■ WHAT THE EXERCISE ASKS ■
Stop at the line that contains "x=428, y=405". Until then, set down each line of the records exactly, beginning with the first, and skip pictures.

■ SOURCE DATA ■
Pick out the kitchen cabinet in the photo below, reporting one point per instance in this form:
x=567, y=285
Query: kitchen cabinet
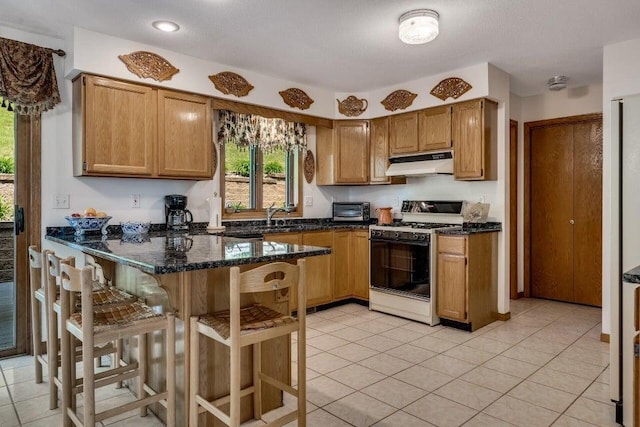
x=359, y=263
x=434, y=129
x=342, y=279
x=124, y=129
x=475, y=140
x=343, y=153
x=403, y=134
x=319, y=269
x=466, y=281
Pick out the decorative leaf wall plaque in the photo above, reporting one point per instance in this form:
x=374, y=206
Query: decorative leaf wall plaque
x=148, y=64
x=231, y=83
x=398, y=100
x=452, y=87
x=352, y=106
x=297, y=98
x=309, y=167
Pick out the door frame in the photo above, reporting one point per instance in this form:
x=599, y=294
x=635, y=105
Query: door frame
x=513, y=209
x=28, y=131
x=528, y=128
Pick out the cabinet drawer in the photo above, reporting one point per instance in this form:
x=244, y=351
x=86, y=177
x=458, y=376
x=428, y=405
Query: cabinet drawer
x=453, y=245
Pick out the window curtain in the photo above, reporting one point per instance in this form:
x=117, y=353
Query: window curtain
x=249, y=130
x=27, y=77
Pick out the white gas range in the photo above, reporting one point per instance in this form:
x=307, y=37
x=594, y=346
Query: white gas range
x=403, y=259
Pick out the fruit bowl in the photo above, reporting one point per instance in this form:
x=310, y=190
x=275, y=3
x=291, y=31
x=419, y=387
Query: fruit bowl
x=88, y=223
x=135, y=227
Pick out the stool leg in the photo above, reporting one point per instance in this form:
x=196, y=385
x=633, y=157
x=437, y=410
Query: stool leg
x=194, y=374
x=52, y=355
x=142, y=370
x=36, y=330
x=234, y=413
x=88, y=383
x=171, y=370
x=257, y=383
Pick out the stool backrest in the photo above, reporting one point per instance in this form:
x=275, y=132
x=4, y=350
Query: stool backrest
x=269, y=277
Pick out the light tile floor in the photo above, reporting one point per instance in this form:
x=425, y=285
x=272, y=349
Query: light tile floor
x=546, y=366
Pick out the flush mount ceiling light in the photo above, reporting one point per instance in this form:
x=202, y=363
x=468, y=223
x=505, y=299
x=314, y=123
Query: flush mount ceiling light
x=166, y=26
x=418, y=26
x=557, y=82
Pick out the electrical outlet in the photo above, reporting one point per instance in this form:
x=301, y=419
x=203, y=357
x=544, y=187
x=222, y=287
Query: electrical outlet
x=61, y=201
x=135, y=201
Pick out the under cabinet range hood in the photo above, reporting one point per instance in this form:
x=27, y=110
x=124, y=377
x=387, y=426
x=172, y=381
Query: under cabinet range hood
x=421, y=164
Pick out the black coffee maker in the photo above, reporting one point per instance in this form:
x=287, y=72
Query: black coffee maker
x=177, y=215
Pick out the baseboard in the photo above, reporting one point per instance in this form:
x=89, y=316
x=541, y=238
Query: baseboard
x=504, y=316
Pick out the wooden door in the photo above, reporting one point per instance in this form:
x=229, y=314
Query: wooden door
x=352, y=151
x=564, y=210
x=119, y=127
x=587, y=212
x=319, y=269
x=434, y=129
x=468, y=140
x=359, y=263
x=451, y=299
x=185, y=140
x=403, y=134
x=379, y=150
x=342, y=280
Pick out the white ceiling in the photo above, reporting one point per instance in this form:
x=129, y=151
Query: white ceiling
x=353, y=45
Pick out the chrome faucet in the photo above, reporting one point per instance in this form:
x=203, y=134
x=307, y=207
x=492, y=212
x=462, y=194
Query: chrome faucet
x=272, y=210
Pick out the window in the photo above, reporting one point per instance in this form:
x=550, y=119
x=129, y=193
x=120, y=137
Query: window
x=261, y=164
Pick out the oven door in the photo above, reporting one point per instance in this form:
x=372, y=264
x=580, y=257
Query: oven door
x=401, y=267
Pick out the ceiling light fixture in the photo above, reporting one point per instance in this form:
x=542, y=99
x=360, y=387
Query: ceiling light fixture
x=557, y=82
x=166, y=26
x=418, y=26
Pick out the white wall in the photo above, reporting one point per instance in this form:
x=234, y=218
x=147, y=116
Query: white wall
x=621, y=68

■ SOLVED PROBLEM ■
Pick out the kitchen cabinet in the photo below, reporting one point per instance in this form:
x=567, y=285
Query: kitchen cabinet
x=359, y=263
x=434, y=129
x=342, y=279
x=124, y=129
x=475, y=140
x=343, y=153
x=403, y=134
x=319, y=269
x=466, y=281
Pick out the decorative leaf wall plaque in the photo above, reporting one point per instance in this form:
x=374, y=206
Query: decorative leaf wall plaque
x=148, y=64
x=231, y=83
x=398, y=100
x=452, y=87
x=352, y=106
x=297, y=98
x=309, y=167
Pick out the door frame in the photo above, reporting one point per instance in this form:
x=599, y=294
x=635, y=105
Query: door frame
x=513, y=209
x=28, y=131
x=528, y=128
Pick out the cabinet drawer in the photo above, reporting one point per instance in this form:
x=244, y=351
x=86, y=177
x=458, y=376
x=428, y=405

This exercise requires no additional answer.